§ **Written instruction A**
Extract every line of the records that contains the string "miniature", treating uppercase and lowercase letters as different.

--- BEGIN Document excerpt ---

# Feature Engineering-6

#### Q1. Pearson correlation coefficient is a measure of the linear relationship between two variables. Suppose you have collected data on the amount of time students spend studying for an exam and their final exam scores. Calculate the Pearson correlation coefficient between these two variables and interpret the result.

In [1]:
# Example
import numpy as ny
from scipy.stats import pearsonr as p
study_time = ny.array([10, 8, 6, 9, 7, 5, 4, 7, 9, 8])
exam_scores = ny.array([85, 78, 60, 90, 75, 70, 65, 80, 88, 82])
pcorr, _ = p(study_time,exam_scores)
if pcorr > 0:
    result = "Positive Correlation"
elif pcorr < 0:
    result = "Negative Correlation"
else:
    result = "No Correlation"
print(f"Pearson Correlation Coefficient: {pcorr:.2f}")
print(f"Interpretation: There is a {result} between study time and exam scores.")

Pearson Correlation Coefficient: 0.86
Interpretation: There is a Positive Correlation between study time and exam scores.


#### Q2. Spearman's rank correlation is a measure of the monotonic relationship between two variables. Suppose you have collected data on the amount of sleep individuals get each night and their overall job satisfaction level on a scale of 1 to 10. Calculate the Spearman's rank correlation between these two variables and interpret the result.

--- END Document excerpt ---

§ **Written instruction B**
In the feature engineering text, rewrite the paragraph beginning "Q1. Pearson correlation coefficient" more briefly, keeping its main facts.

--- BEGIN Input ---

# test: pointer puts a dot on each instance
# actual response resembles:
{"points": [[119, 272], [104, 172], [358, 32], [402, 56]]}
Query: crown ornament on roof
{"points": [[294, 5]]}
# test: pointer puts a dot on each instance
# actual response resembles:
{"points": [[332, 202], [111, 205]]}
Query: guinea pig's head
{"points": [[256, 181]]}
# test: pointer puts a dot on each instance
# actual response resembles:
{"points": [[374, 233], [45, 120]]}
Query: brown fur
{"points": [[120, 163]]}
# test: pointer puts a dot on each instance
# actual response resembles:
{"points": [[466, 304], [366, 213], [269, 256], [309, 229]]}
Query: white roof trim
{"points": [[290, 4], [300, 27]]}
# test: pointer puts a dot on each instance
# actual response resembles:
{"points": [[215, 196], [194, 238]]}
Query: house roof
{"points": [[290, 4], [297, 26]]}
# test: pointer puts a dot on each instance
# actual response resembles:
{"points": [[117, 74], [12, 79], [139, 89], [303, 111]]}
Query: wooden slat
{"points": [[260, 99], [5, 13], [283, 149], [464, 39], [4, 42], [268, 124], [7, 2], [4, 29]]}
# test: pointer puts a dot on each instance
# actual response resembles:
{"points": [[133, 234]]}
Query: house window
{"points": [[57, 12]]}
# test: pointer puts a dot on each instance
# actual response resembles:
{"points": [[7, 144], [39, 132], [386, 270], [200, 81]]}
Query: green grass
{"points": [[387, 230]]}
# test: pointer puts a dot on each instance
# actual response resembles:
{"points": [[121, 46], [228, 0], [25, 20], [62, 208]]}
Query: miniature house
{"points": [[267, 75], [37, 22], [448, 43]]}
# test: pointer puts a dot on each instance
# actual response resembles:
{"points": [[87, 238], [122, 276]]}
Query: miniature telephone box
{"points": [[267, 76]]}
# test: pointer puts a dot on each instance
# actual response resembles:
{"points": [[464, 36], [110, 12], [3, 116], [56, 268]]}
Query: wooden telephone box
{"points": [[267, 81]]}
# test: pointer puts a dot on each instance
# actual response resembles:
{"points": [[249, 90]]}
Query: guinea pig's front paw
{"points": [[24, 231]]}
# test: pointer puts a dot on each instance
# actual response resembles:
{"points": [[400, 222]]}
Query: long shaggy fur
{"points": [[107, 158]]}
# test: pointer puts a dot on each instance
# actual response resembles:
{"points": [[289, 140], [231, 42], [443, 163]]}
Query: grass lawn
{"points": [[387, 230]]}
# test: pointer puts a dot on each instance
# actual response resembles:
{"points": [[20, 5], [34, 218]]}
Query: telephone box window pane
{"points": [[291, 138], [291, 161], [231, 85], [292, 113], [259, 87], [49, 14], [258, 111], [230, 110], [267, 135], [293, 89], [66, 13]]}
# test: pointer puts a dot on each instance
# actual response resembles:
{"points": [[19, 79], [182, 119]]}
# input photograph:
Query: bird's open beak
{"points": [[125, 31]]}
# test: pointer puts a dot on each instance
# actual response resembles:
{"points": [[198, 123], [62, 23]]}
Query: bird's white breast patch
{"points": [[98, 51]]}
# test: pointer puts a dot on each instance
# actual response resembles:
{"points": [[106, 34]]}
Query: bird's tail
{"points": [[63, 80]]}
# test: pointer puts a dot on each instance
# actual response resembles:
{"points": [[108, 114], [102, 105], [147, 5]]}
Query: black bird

--- END Input ---

§ **Task output A**
Query: miniature house
Query: miniature telephone box

§ **Task output B**
Q1. The Pearson correlation coefficient measures the linear relationship between two variables. Given data on how long students study for an exam and their final exam scores, calculate this coefficient and interpret the result.